> _Provided text_:

Tom Davis

Personal information
- Full name: Thomas Lawrence Davis
- Date of birth: 3 February 1911
- Place of birth: County Dublin, Ireland-
- Date of death: 9 September 1987 (aged 76)
- Height: 5 ft 10 in (1.78 m)
- Position(s): Centre forward

Senior career*
- Years: Team / Apps / (Gls)
- Frankfort
- Beaumont
- Midland Athletic
- Shelbourne
- Cork
- 1931–1932: → Exeter City (trial) / 0 / (0)
- 1932: Boston Town
- 1932–1933: Torquay United / 4 / (1)
- 1933–1935: New Brighton / 77 / (50)
- 1935: Metz / 1 / (0)
- 1935–1937: Oldham Athletic / 72 / (51)
- 1937–1938: Tranmere Rovers / 10 / (6)
- 1938–1939: Cork City
- 1939–1940: Dundalk
- Workington
- Drumcondra
- Shelbourne
- Distillery / ? / (24)

International career
- 1938: Ireland (IFA) / 1 / (1)
- 1936–1938: Ireland (FAI) / 4 / (4)

Managerial career
- 1947-1948: VVV Venlo

= Tom Davis (footballer, born 1911) =

Irish footballer

Thomas Lawrence Davis (3 February 1911 – 9 September 1987) was an Irish association footballer who played as a centre forward for several clubs in the League of Ireland and the English Football League. Davis was also a dual international footballer—playing for both the Republic of Ireland (FAI) and Ireland (IFA), scoring a total of five goals in five caps. He was born in County Dublin.

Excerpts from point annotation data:

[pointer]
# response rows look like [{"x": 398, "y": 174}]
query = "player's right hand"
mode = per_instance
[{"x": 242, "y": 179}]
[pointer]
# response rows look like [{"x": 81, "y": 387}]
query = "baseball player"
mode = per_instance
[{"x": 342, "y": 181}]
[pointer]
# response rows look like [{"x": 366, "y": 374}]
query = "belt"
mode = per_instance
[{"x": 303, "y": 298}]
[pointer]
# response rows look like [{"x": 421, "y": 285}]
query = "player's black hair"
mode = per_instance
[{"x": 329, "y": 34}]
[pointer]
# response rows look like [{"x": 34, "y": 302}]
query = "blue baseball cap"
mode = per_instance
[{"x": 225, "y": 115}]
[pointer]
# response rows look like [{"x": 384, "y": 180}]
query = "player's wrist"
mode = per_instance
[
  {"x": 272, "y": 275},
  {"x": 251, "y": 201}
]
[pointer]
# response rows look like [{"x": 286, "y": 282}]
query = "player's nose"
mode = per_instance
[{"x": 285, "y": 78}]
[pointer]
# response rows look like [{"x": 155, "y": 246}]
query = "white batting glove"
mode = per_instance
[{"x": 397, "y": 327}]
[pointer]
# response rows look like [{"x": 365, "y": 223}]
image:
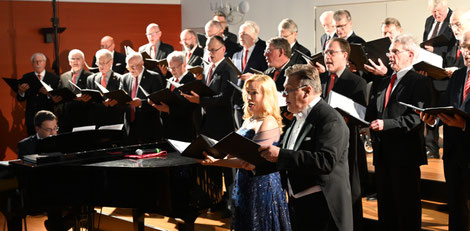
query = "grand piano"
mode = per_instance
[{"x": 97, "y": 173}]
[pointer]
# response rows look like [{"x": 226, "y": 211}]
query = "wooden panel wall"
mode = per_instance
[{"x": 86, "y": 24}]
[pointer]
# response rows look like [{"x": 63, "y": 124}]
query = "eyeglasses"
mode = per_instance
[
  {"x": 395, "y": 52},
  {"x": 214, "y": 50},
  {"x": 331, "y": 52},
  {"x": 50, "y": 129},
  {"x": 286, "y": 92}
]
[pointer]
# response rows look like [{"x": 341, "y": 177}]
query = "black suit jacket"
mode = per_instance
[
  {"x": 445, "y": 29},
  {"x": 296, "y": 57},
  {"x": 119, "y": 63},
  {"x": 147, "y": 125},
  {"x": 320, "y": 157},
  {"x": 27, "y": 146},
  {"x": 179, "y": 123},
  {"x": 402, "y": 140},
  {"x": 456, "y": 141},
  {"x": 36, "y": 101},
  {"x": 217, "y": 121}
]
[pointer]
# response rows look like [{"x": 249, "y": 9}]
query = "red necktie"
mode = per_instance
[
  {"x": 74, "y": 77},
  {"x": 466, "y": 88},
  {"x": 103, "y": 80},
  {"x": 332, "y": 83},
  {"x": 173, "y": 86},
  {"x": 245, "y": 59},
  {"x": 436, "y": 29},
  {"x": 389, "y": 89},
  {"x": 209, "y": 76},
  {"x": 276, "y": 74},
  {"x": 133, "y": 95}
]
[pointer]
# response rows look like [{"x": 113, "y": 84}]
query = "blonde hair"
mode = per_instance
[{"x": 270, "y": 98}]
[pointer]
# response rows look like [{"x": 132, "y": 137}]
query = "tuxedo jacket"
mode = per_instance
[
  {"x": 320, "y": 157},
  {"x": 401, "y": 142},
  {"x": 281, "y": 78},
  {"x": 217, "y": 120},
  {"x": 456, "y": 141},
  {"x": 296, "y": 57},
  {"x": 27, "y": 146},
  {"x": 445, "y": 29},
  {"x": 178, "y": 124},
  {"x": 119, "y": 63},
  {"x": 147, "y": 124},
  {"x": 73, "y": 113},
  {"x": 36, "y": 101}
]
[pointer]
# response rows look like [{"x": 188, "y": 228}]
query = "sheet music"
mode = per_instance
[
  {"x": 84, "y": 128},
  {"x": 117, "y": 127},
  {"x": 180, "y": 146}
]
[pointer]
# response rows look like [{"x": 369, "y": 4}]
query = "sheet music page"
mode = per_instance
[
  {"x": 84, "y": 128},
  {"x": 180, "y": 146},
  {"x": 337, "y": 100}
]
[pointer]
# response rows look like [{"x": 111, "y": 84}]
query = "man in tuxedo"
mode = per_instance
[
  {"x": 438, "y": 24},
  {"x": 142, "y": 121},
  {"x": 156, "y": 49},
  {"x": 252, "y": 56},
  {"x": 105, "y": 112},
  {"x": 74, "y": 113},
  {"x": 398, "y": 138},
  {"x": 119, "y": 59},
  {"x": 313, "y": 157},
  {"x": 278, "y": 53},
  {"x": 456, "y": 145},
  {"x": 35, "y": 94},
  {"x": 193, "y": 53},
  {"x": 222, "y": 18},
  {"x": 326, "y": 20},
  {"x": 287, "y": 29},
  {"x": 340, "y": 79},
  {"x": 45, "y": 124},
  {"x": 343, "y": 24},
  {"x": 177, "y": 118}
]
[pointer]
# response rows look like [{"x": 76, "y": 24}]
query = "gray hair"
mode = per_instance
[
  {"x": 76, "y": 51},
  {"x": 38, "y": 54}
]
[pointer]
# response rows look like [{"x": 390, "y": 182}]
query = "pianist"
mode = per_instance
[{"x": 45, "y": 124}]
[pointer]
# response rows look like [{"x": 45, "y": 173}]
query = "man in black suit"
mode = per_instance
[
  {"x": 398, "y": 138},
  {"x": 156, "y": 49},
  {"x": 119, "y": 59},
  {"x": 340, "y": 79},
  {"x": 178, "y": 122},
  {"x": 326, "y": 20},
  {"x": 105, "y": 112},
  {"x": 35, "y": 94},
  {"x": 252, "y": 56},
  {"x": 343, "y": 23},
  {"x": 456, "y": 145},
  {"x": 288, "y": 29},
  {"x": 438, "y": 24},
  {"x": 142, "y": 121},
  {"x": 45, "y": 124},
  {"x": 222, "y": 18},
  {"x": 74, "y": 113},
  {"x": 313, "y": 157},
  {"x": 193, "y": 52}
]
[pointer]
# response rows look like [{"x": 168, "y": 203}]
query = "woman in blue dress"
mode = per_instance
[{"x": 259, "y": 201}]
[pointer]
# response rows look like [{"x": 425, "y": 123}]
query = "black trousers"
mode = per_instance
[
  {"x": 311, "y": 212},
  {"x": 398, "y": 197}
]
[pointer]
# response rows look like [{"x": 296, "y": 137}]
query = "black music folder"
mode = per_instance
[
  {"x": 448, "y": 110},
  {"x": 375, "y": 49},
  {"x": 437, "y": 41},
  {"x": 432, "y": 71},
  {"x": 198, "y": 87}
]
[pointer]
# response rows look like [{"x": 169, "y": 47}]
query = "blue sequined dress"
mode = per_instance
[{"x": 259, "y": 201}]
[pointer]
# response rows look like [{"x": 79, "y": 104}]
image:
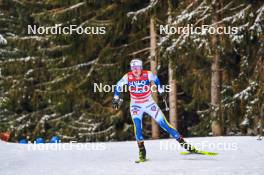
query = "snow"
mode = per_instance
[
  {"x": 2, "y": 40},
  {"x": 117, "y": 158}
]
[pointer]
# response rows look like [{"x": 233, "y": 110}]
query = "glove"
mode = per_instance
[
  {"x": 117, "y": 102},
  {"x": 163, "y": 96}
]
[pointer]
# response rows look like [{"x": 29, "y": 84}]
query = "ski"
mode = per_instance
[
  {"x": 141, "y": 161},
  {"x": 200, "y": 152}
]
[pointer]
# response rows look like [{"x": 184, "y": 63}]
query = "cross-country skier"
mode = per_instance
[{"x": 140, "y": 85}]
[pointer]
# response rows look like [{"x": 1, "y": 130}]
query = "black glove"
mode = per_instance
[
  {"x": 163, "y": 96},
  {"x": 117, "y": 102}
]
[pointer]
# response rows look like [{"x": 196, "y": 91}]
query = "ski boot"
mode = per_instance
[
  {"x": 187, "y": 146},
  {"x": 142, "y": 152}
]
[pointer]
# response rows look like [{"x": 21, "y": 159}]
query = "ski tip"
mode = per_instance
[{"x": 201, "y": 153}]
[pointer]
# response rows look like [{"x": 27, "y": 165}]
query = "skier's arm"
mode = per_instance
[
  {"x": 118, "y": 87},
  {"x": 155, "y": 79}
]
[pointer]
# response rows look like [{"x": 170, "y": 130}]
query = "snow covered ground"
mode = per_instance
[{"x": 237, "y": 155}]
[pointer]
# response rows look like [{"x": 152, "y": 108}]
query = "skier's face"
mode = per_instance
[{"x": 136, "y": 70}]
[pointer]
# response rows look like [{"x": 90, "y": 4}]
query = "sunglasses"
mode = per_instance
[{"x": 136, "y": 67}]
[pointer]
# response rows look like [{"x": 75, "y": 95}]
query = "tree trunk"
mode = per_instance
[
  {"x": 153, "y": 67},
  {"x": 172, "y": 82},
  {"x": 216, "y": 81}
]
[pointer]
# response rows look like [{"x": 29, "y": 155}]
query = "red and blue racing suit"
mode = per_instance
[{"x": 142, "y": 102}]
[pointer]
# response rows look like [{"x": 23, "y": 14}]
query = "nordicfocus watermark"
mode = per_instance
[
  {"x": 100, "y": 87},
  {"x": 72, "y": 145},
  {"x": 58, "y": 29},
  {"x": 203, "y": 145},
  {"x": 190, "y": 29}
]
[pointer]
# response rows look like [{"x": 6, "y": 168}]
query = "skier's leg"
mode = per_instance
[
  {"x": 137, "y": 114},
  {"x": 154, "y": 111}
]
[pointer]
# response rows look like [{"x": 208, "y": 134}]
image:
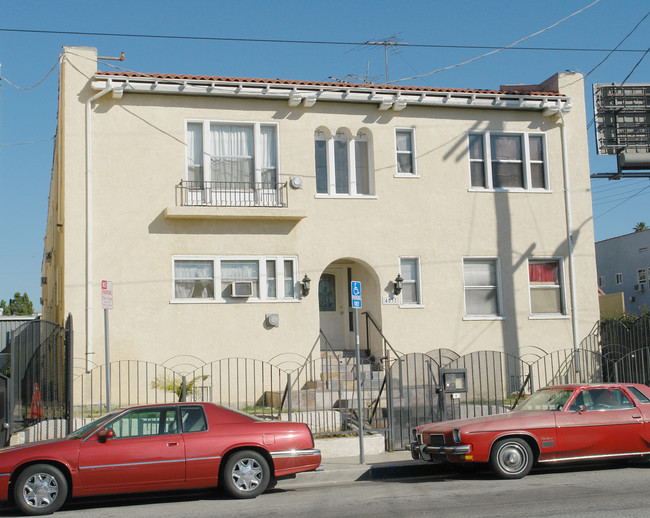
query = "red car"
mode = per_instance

> _Requirements_:
**A.** Reproduce the passage of the Tom Davis article starting at "- 1935–1937: Oldham" and ending at "(FAI) / 4 / (4)".
**B.** Write the next part of the Tom Davis article, picking up right after its final sentence.
These lines have no connection to the Tom Davis article.

> _Answers to the exercises_:
**A.**
- 1935–1937: Oldham Athletic / 72 / (51)
- 1937–1938: Tranmere Rovers / 10 / (6)
- 1938–1939: Cork City
- 1939–1940: Dundalk
- Workington
- Drumcondra
- Shelbourne
- Distillery / ? / (24)

International career
- 1938: Ireland (IFA) / 1 / (1)
- 1936–1938: Ireland (FAI) / 4 / (4)

**B.**
==Club career==
Davis spent his early career playing junior football with former League of Ireland clubs such as Frankfort and Midland Athletic before playing in the League of Ireland itself with Shelbourne and then Cork. His goalscoring form brought Davis a trial with Exeter City early in the 1931–32, but it was with Boston Town that he enjoyed his first settled spell in English football.

Davis arrived in the English League proper with Torquay United, but it was a move to New Brighton in the Third Division North that brought him to the attention of the wider world. Signed by French side FC Metz in 1935, he failed to settle, and broke his contract to return to England with Oldham Athletic. After serving a three-month ban for breaking his contract, he returned to his goalscoring ways. His tally of 35 goals during the 1936–37 season is still a record for an Oldham player. He scored four hat-tricks and scored seven goals in a seven-game run – five in the league and two in the FA Cup.

Midway through the 1937–38 season Davis signed for Tranmere Rovers and his return of six goals in ten matches helped push the club to the English Third Division North title, and promotion to the English Second Division for the first time in the club's history. At the outbreak of the Second World War, Davis returned to the League of Ireland, playing with Cork City, Drumcondra and Shelbourne. He did briefly return to England where he made a handful of appearances for Workington. He also had a spell with Distillery, where he netted 24 goals in a single season.

In 1947 Davis was appointed as manager of Dutch side VVV Venlo, and there was correspondence between Davis and The Irish Press suggesting a possible tour by the club to Ireland.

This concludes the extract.